A Lei n. 12.850, de 25.7.1990, dispõe sobre a organização criminosa. Ela revogou o art. 8º da Lei n. 8.072, de 25.7.1990, que é a denominada lei dos crimes hediondos. Esta, por ser pior do que os crimes que enumera, merece ser chamada de lei hedionda. Ela nasceu repleta de problemas, o que levou Alberto Silva Franco a mencionar diversas inconstitucionalidades contidas nas suas disposições.[1]

Embora a Constituição Federal da República Federativa do Brasil (CFB) tenha preceituado que os crimes hediondos seriam definidos em lei, a Lei n. 8.072/1990 preferiu tão somente enumerá-los (art. 1º), o que – ao meu sentir – não apresenta maiores inconvenientes porque o verdadeiro sentido de uma norma deve ser buscado em um sistema dinâmico, não apenas em um artigo de lei.[2] Assim, como o art. 1º da lei hedionda remete o intérprete a outra lei, a definição noutra poderá ser encontrada, sem que haja inconstitucionalidade na opção legislativa adotada.

Entendo que o art. 2º, inc. I, da lei hedionda é inconstitucional porque a CFB, em seu art. 5º, inc. LXIII, não veda o indulto enquanto o referido preceito da lei hedionda proíbe a sua concessão. Já afirmei alhures que a graça não é indulto individual,[3] considerando equivocada a posição que se consolidou no sentido de ser a graça indulto individual, e que o art. 5º da CFB admite interpretação extensiva para ampliar direitos e garantias, não para restringi-los, ex vi do seu § 2º. Destarte, não poderia a norma infraconstitucional ampliar as restrições do inc. XLIII do art. 5º da CFB.

O STF demorou a acordar e ver a incoerência outrora existente, além da inconstitucionalidade de, violando o constitucional estado de inocência (CFB, art. 5º, inc. LVII), proibir a liberdade provisória antes da sentença, mas com a autorização da mesma lei em favor daquele que tivesse contra si sentença condenatória recorrível (Lei n. 8.072, art. 2º, inc. II, e § 2º). Com o advento da Lei n. 11.464, de 28.3.2007, o art. 2º, inc. II, só proíbe a fiança e o § 2º de outrora foi renumerado, passando a constituir o § 3º, o que corrigiu a incoerência mencionada.

Outra inconstitucionalidade do art. 2º da lei hedionda estava no seu § 1º, que determinava o cumprimento da pena imposta por crime hediondo ou assemelhado no regime integralmente fechado, o que representava violação ao terceiro momento da individualização da pena (execução). Mesmo diante do clamor de todos autores que tinham a seriedade suficiente para enfrentar o assunto, o STF demorou 16 anos para perceber a inconstitucionalidade e para declará-la.

Com o advento do novo art. 2º, § 1º, da lei hedionda, apenas o regime inicial será fechado. Não obstante isso, o STF declarou a nova redação do referido § 1º inconstitucional, o que considero equivocado porque estabelecer regime inicial fechado para crimes considerados mais graves não pode constituir violação à individualização da pena e, como a própria CFB se ocupou dos crimes hediondos e assemelhados, impondo maiores rigores a quem os praticasse, sem dúvida, os considerou mais graves.[4]

Não sou simpatizante da delação premiada, tendo me manifestado academicamente contra ela.[5] Por isso, por instituírem a delação premiada, não poderia ser favorável aos arts. 7º e 8º, parágrafo único, da lei hedionda.

AMOSTRA DE DADOS:
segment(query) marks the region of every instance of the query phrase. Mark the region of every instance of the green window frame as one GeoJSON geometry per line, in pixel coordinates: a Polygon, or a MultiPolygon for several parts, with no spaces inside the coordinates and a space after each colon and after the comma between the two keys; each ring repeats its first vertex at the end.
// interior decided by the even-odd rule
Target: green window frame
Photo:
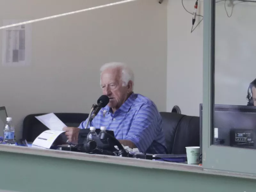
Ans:
{"type": "Polygon", "coordinates": [[[215,0],[204,1],[203,167],[204,169],[256,174],[256,150],[212,145],[214,103],[215,0]]]}

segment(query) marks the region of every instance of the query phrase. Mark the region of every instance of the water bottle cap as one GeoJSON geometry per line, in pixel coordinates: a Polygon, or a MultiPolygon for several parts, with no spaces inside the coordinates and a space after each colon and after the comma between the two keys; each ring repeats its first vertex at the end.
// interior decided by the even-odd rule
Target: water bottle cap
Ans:
{"type": "Polygon", "coordinates": [[[101,126],[100,127],[100,130],[106,130],[106,127],[104,126],[101,126]]]}
{"type": "Polygon", "coordinates": [[[90,130],[91,131],[95,131],[96,130],[96,128],[95,127],[90,127],[90,130]]]}
{"type": "Polygon", "coordinates": [[[7,117],[6,118],[6,121],[12,121],[12,117],[7,117]]]}

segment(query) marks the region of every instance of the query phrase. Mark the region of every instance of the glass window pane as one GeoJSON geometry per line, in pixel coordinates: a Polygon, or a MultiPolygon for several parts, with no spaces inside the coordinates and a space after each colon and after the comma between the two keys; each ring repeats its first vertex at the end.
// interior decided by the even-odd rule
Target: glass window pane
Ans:
{"type": "Polygon", "coordinates": [[[216,1],[212,145],[256,148],[256,1],[216,1]]]}

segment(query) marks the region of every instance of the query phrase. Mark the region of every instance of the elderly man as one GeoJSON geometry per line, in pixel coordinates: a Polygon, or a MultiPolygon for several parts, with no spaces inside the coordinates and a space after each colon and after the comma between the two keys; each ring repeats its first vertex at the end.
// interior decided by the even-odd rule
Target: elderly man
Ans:
{"type": "MultiPolygon", "coordinates": [[[[166,153],[161,116],[153,101],[133,92],[133,72],[120,63],[105,64],[100,71],[101,87],[109,102],[92,121],[91,126],[105,126],[113,130],[121,144],[138,148],[140,152],[166,153]]],[[[84,128],[88,120],[78,128],[64,128],[69,141],[77,142],[80,129],[84,128]]]]}

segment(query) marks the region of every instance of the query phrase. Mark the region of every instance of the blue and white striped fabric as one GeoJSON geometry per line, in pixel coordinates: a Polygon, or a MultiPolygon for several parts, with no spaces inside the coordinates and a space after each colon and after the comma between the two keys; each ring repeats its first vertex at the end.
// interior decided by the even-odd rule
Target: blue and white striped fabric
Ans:
{"type": "MultiPolygon", "coordinates": [[[[166,153],[162,117],[149,99],[133,93],[114,114],[112,111],[108,106],[102,108],[91,126],[96,128],[105,126],[114,132],[117,139],[132,141],[140,152],[166,153]]],[[[82,122],[79,128],[84,129],[87,120],[82,122]]]]}

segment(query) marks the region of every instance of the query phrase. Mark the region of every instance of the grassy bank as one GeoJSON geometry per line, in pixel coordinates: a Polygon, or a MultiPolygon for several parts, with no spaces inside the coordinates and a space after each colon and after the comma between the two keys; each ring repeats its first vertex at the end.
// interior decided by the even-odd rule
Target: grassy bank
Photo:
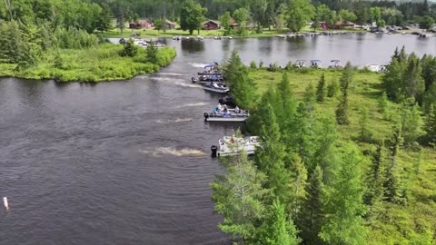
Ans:
{"type": "Polygon", "coordinates": [[[121,50],[123,45],[111,44],[84,49],[60,49],[45,54],[39,63],[31,67],[0,64],[0,76],[54,79],[59,82],[124,80],[156,72],[175,57],[174,49],[161,48],[158,50],[157,64],[151,64],[146,61],[144,49],[139,49],[134,57],[120,56],[121,50]]]}
{"type": "MultiPolygon", "coordinates": [[[[251,76],[257,85],[257,92],[263,93],[270,86],[276,85],[282,79],[284,71],[268,72],[253,69],[251,76]]],[[[327,84],[342,75],[334,70],[299,70],[287,71],[293,93],[302,98],[305,88],[312,83],[315,88],[322,75],[325,74],[327,84]]],[[[349,125],[337,126],[340,140],[337,144],[348,142],[358,144],[361,152],[371,162],[368,152],[373,152],[375,144],[359,139],[362,108],[368,110],[368,127],[373,133],[374,140],[390,139],[392,126],[396,123],[392,119],[378,111],[378,99],[382,94],[382,74],[367,72],[357,72],[351,83],[349,106],[349,125]]],[[[260,97],[260,96],[258,96],[260,97]]],[[[322,103],[316,103],[315,113],[334,117],[338,99],[327,98],[322,103]]],[[[399,105],[389,103],[389,111],[399,110],[399,105]]],[[[393,113],[392,113],[393,114],[393,113]]],[[[395,113],[400,114],[400,113],[395,113]]],[[[401,148],[397,159],[401,185],[408,192],[407,201],[403,204],[383,201],[377,208],[375,215],[365,221],[370,228],[368,244],[431,244],[434,235],[430,230],[436,229],[436,152],[434,148],[424,148],[420,153],[412,148],[401,148]],[[421,156],[420,156],[421,154],[421,156]],[[421,162],[421,165],[418,163],[421,162]],[[417,168],[417,166],[419,166],[417,168]],[[430,242],[430,243],[429,243],[430,242]]],[[[366,169],[364,167],[363,169],[366,169]]]]}
{"type": "MultiPolygon", "coordinates": [[[[312,28],[310,26],[306,26],[302,30],[302,32],[312,32],[313,31],[312,28]]],[[[325,31],[325,30],[317,30],[317,32],[325,31]]],[[[329,31],[347,31],[347,32],[362,32],[360,29],[345,29],[345,30],[329,30],[329,31]]],[[[193,32],[192,35],[189,34],[188,31],[183,30],[167,30],[165,33],[163,31],[158,32],[157,30],[152,29],[143,29],[143,30],[130,30],[125,29],[123,34],[120,32],[119,29],[114,29],[109,32],[105,32],[103,34],[104,38],[121,38],[121,37],[130,37],[132,33],[137,33],[140,34],[140,37],[145,38],[156,38],[156,37],[173,37],[177,35],[181,36],[197,36],[197,32],[193,32]]],[[[248,37],[271,37],[279,34],[285,34],[290,33],[288,29],[263,29],[261,34],[255,32],[255,30],[247,30],[247,33],[243,36],[235,35],[235,34],[227,34],[228,36],[232,36],[234,38],[248,38],[248,37]]],[[[224,30],[200,30],[200,35],[203,37],[214,37],[214,36],[223,36],[224,30]]]]}

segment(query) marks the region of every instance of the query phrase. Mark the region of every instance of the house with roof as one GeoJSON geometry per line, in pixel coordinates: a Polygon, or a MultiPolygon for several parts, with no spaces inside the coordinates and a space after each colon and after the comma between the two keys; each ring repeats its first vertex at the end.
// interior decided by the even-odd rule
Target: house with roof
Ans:
{"type": "Polygon", "coordinates": [[[219,30],[221,29],[221,23],[215,20],[208,20],[203,23],[203,29],[204,30],[219,30]]]}
{"type": "Polygon", "coordinates": [[[165,29],[167,30],[172,30],[172,29],[175,29],[175,23],[172,22],[172,21],[169,21],[169,20],[165,20],[165,29]]]}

TAREFAS A REALIZAR:
1. Liste todas as leis que o texto fornecido acima identifica pelo número.
2. Com base no texto fornecido acima, diga se cada afirmação a seguir está de acordo com ele. Responda sim ou não e cite o trecho do texto que decide a questão.
(a) O STF levou 16 anos para declarar inconstitucional o cumprimento da pena em regime integralmente fechado.
(b) O texto manifesta apoio à delação premiada.
(c) Após a Lei n. 11.464, o art. 2º, inc. II, da lei hedionda proíbe tanto a fiança quanto a liberdade provisória.

LISTA DE RESPOSTAS:
1.
Lei n. 12.850
Lei n. 8.072
Lei n. 11.464

2.
(a) Sim: "o STF demorou 16 anos para perceber a inconstitucionalidade e para declará-la."
(b) Não: "Não sou simpatizante da delação premiada"
(c) Não: "o art. 2º, inc. II, só proíbe a fiança"